Every record, from first to last, should be retyped word for word.

*** Opening of Records supplied ***

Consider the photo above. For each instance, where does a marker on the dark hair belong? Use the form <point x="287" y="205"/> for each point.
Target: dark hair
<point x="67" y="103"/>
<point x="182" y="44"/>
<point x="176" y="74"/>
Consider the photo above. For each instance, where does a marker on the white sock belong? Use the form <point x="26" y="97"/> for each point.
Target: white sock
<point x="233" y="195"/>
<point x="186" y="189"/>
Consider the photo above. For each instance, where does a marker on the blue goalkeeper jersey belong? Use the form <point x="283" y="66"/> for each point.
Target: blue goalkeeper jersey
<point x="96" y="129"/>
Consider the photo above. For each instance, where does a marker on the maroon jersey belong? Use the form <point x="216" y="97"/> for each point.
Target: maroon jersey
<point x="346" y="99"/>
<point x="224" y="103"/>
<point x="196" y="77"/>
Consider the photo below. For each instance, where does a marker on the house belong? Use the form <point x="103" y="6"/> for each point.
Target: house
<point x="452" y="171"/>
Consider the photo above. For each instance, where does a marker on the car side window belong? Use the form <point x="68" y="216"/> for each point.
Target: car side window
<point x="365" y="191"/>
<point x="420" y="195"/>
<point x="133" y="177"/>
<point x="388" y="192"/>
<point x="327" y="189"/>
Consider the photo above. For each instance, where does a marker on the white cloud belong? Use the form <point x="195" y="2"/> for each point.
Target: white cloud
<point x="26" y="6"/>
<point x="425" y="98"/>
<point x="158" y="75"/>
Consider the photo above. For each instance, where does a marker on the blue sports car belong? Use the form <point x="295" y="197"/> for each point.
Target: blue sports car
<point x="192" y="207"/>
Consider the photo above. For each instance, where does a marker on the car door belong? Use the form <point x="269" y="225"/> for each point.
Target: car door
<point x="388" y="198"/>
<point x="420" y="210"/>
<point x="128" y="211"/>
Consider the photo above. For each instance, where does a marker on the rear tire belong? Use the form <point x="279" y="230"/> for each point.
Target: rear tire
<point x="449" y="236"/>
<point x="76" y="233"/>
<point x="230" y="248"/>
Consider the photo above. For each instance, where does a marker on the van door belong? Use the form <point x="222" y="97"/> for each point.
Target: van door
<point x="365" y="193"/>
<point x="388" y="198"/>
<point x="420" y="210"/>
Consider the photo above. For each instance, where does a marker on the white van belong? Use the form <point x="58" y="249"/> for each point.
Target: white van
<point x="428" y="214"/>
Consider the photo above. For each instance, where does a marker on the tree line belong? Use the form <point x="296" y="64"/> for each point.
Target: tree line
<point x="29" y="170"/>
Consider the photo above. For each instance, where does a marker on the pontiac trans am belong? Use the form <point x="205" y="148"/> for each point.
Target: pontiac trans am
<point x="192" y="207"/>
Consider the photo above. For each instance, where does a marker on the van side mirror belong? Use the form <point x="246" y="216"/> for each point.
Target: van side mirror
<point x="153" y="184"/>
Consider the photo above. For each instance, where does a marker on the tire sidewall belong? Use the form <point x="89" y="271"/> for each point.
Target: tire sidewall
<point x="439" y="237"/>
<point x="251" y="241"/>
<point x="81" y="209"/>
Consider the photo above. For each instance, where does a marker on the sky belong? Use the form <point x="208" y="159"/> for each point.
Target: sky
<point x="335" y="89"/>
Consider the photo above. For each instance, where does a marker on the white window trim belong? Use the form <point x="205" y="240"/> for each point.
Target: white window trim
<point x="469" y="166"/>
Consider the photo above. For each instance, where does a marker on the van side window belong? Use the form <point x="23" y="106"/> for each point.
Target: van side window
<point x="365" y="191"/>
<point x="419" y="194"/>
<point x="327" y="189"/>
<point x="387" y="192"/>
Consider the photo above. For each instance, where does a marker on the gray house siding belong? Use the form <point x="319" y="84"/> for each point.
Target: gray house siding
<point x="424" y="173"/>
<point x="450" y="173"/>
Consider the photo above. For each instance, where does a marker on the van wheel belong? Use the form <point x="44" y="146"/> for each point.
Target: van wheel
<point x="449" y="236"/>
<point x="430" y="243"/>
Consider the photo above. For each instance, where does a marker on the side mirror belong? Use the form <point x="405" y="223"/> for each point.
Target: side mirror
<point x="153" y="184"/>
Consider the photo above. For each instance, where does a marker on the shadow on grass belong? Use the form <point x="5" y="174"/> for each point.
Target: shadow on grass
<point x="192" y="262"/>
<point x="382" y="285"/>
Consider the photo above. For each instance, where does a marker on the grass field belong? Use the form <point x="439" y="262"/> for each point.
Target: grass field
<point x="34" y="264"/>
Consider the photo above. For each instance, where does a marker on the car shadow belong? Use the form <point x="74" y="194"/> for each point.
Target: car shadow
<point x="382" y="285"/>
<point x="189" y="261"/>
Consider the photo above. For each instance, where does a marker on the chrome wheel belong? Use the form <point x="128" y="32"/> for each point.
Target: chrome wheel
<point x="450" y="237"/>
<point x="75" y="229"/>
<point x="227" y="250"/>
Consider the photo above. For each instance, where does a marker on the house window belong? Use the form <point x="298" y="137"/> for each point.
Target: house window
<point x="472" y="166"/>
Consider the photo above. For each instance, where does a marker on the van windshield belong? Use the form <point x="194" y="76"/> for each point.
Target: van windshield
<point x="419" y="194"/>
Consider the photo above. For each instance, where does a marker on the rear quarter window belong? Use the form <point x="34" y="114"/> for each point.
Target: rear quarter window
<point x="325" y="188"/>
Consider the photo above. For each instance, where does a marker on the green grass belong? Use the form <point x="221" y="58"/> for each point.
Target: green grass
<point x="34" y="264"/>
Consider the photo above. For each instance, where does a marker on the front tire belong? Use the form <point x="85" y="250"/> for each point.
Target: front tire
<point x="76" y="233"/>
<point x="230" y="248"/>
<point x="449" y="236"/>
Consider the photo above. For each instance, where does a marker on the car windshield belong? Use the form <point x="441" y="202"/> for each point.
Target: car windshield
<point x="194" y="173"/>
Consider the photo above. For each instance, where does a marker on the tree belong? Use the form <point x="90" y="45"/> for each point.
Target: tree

*** Close of Records supplied ***

_Task answer:_
Consider the photo above. For each instance, where does a marker on the dark hair belong? Use the form <point x="287" y="205"/> for each point.
Target: dark hair
<point x="67" y="103"/>
<point x="182" y="44"/>
<point x="176" y="74"/>
Consider the photo above. For each instance, where does a marker on the white sock belong? Use the form <point x="26" y="97"/> for each point.
Target: white sock
<point x="233" y="195"/>
<point x="186" y="189"/>
Consider the photo above. For each instance, where does a marker on the blue goalkeeper jersey belong? Use the form <point x="283" y="66"/> for each point.
Target: blue goalkeeper jersey
<point x="96" y="129"/>
Consider the photo above. For each instance, where does a marker on the maroon jersey belong? Use the form <point x="216" y="97"/> for each point.
Target: maroon jersey
<point x="346" y="99"/>
<point x="224" y="103"/>
<point x="196" y="77"/>
Consider the photo below. For each instance, where does a marker on the house belong? Use the form <point x="103" y="6"/> for each point.
Target: house
<point x="452" y="171"/>
Consider the photo above. For each instance, where does a marker on the car side window belong? Use the form <point x="68" y="216"/> for each point.
Target: car side window
<point x="365" y="191"/>
<point x="420" y="195"/>
<point x="133" y="177"/>
<point x="388" y="192"/>
<point x="327" y="189"/>
Consider the photo above. For each instance, where does a marker on the white cloud belong? Use the form <point x="195" y="2"/> for each point.
Target: white cloud
<point x="26" y="6"/>
<point x="425" y="98"/>
<point x="158" y="75"/>
Consider the photo above. For each instance, where does a marker on the blue sports car belong? Use the form <point x="295" y="197"/> for each point.
Target: blue sports car
<point x="192" y="207"/>
Consider the photo above. For each instance, where does a marker on the car door belong? Use the form <point x="269" y="225"/> for each point.
Target: car door
<point x="388" y="198"/>
<point x="420" y="210"/>
<point x="128" y="211"/>
Consider the photo above. For each instance, where does a marker on the rear tire belong? Use the form <point x="279" y="230"/> for each point.
Target: rear tire
<point x="449" y="236"/>
<point x="76" y="233"/>
<point x="230" y="248"/>
Consider the photo above. For each instance, where does a marker on the van door belong? Use the form <point x="222" y="97"/> for each point.
Target: van door
<point x="365" y="193"/>
<point x="388" y="198"/>
<point x="420" y="210"/>
Consider the photo above. For each instance, where does a marker on the white van belong? Use the form <point x="58" y="249"/> for each point.
Target: white van
<point x="428" y="214"/>
Consider the photo above. For each instance, where does a marker on the tree line belong? Use the form <point x="296" y="64"/> for each point.
Target: tree line
<point x="29" y="170"/>
Consider the photo above. For each instance, where does a marker on the pontiac trans am belong? Use the form <point x="205" y="148"/> for each point.
Target: pontiac trans am
<point x="192" y="207"/>
Consider the photo above. For each instance, where does a marker on the van side mirror belong? Use the form <point x="246" y="216"/> for each point.
Target: van side mirror
<point x="153" y="184"/>
Consider the photo above. For each instance, where does a marker on the tire sidewall belong? Use the form <point x="89" y="271"/> for each point.
Target: tire sidewall
<point x="439" y="237"/>
<point x="251" y="241"/>
<point x="81" y="209"/>
Consider the photo above. For each instance, where does a marker on the sky belong? Use the form <point x="208" y="159"/> for each point.
Target: sky
<point x="335" y="89"/>
Consider the photo above. For each instance, where does a marker on the white window trim belong? Use the form <point x="205" y="240"/> for each point.
Target: white window trim
<point x="469" y="166"/>
Consider the photo above. For each instance, where does a marker on the van side window belong? Use the form <point x="23" y="106"/> for each point.
Target: van side window
<point x="365" y="191"/>
<point x="419" y="194"/>
<point x="327" y="189"/>
<point x="387" y="192"/>
Consider the photo above. For each instance, where does a marker on the gray house siding belong? Use the form <point x="319" y="84"/> for each point.
Target: gray house siding
<point x="424" y="173"/>
<point x="450" y="173"/>
Consider the photo above. For each instance, where does a marker on the van wheel belong? Use the form <point x="44" y="146"/> for each point.
Target: van wheel
<point x="449" y="236"/>
<point x="430" y="243"/>
Consider the photo above. For each instance, where does a marker on the side mirror belong? Use the form <point x="405" y="223"/> for each point.
Target: side mirror
<point x="153" y="184"/>
Consider the photo above. For each instance, where does a marker on the shadow on grass belong? Use the form <point x="5" y="174"/> for each point.
Target: shadow on grass
<point x="192" y="262"/>
<point x="382" y="285"/>
Consider the photo above. For each instance, where does a marker on the grass field belong? Use the form <point x="439" y="262"/> for each point.
Target: grass field
<point x="34" y="264"/>
Consider the photo above. For each instance, where does a marker on the car shadow belong? Use the form <point x="74" y="194"/> for each point.
Target: car shadow
<point x="382" y="285"/>
<point x="189" y="261"/>
Consider the photo above. For each instance, where does a marker on the chrome wheel belong? Use the form <point x="128" y="32"/> for each point.
Target: chrome wheel
<point x="450" y="237"/>
<point x="75" y="229"/>
<point x="227" y="250"/>
Consider the photo above. For each instance, where does a marker on the house window belong? Use the form <point x="298" y="137"/> for each point.
Target: house window
<point x="472" y="166"/>
Consider the photo above. For each instance, where does a marker on the van windshield belong? Use the form <point x="194" y="76"/> for each point.
Target: van windshield
<point x="419" y="194"/>
Consider the photo above. For each instance, where does a marker on the rear quarter window belong? Use the form <point x="34" y="114"/> for each point.
Target: rear quarter window
<point x="325" y="188"/>
Consider the photo above. For each instance, where does a marker on the green grass belong? Use the form <point x="221" y="58"/> for each point.
Target: green grass
<point x="34" y="264"/>
Consider the photo above. For each instance, where does a marker on the front tire belong? Use the form <point x="85" y="250"/> for each point.
Target: front tire
<point x="76" y="233"/>
<point x="230" y="248"/>
<point x="449" y="236"/>
Consider the photo above. For each instance, where does a marker on the car windshield belong? Use the form <point x="441" y="202"/> for each point.
Target: car windshield
<point x="194" y="173"/>
Consider the photo above. For each instance, where does a marker on the tree belong? Use the form <point x="90" y="45"/> for each point.
Target: tree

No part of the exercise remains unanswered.